Natural-language object grounding data:
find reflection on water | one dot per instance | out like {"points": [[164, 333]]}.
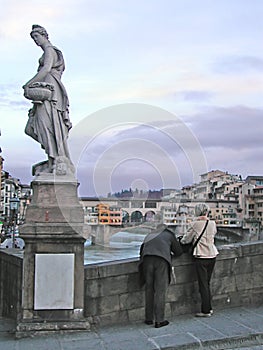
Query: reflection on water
{"points": [[123, 245]]}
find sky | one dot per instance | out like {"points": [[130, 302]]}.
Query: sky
{"points": [[160, 91]]}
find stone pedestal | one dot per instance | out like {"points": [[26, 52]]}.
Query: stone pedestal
{"points": [[53, 270]]}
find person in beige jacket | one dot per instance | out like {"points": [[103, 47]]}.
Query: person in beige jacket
{"points": [[204, 255]]}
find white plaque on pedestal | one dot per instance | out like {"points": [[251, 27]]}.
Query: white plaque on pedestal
{"points": [[54, 281]]}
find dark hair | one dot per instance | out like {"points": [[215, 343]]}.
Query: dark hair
{"points": [[38, 29]]}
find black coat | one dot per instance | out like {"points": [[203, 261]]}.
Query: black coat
{"points": [[162, 243]]}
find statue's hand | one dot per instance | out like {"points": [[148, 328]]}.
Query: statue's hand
{"points": [[31, 112], [25, 87]]}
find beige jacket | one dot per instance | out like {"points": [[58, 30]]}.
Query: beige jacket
{"points": [[206, 247]]}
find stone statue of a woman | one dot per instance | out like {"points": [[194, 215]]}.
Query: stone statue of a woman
{"points": [[48, 121]]}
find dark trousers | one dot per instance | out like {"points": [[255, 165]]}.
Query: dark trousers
{"points": [[156, 274], [204, 270]]}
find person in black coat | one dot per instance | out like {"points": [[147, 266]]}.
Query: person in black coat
{"points": [[155, 271]]}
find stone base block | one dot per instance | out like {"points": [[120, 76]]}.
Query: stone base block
{"points": [[31, 329]]}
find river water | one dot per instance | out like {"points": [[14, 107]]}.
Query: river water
{"points": [[98, 254]]}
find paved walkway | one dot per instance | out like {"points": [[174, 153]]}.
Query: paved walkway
{"points": [[235, 328]]}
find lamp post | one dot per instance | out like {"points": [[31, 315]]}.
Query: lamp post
{"points": [[14, 206]]}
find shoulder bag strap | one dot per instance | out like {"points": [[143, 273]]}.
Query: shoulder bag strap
{"points": [[198, 239]]}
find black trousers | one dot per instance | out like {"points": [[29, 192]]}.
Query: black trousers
{"points": [[156, 274], [204, 270]]}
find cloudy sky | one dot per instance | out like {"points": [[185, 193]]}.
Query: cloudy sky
{"points": [[160, 91]]}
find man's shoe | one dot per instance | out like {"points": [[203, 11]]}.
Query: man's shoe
{"points": [[161, 324], [201, 314], [148, 322]]}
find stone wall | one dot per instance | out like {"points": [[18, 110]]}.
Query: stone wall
{"points": [[113, 294]]}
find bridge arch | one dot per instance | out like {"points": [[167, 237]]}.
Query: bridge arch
{"points": [[149, 215], [136, 216]]}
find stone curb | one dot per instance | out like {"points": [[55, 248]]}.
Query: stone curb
{"points": [[237, 342]]}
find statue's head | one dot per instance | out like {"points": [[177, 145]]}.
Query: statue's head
{"points": [[40, 30]]}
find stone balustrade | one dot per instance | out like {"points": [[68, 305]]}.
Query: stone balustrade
{"points": [[113, 295]]}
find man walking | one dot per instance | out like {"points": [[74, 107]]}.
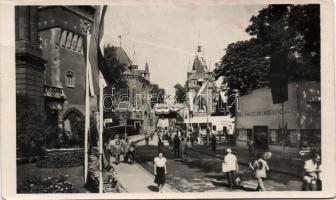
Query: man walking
{"points": [[311, 173], [230, 167], [213, 142], [176, 146]]}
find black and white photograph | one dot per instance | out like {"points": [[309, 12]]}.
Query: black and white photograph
{"points": [[179, 97]]}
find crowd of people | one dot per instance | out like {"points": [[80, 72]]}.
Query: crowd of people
{"points": [[180, 142]]}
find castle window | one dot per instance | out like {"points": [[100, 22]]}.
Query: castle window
{"points": [[79, 44], [70, 79], [69, 41], [63, 38], [74, 42]]}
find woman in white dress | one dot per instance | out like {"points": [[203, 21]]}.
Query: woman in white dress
{"points": [[160, 171]]}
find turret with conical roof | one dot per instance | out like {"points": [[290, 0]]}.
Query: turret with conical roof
{"points": [[146, 72]]}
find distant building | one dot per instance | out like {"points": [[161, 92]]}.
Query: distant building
{"points": [[61, 32], [50, 64], [132, 104], [30, 64], [204, 100]]}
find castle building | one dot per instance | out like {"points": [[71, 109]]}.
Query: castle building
{"points": [[132, 104], [50, 64], [30, 65], [203, 99], [61, 30]]}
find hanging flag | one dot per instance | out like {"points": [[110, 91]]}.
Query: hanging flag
{"points": [[201, 90], [278, 77]]}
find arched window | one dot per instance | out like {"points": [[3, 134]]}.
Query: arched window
{"points": [[74, 127], [69, 41], [74, 42], [63, 38]]}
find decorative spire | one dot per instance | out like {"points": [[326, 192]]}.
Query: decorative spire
{"points": [[119, 36], [146, 68], [134, 56]]}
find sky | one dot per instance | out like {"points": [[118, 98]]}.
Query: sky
{"points": [[166, 35]]}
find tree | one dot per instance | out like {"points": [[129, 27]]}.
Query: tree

Work to complete: Count the lines in the records above that contain the word "tree", and give only that number.

Solution to the problem: 2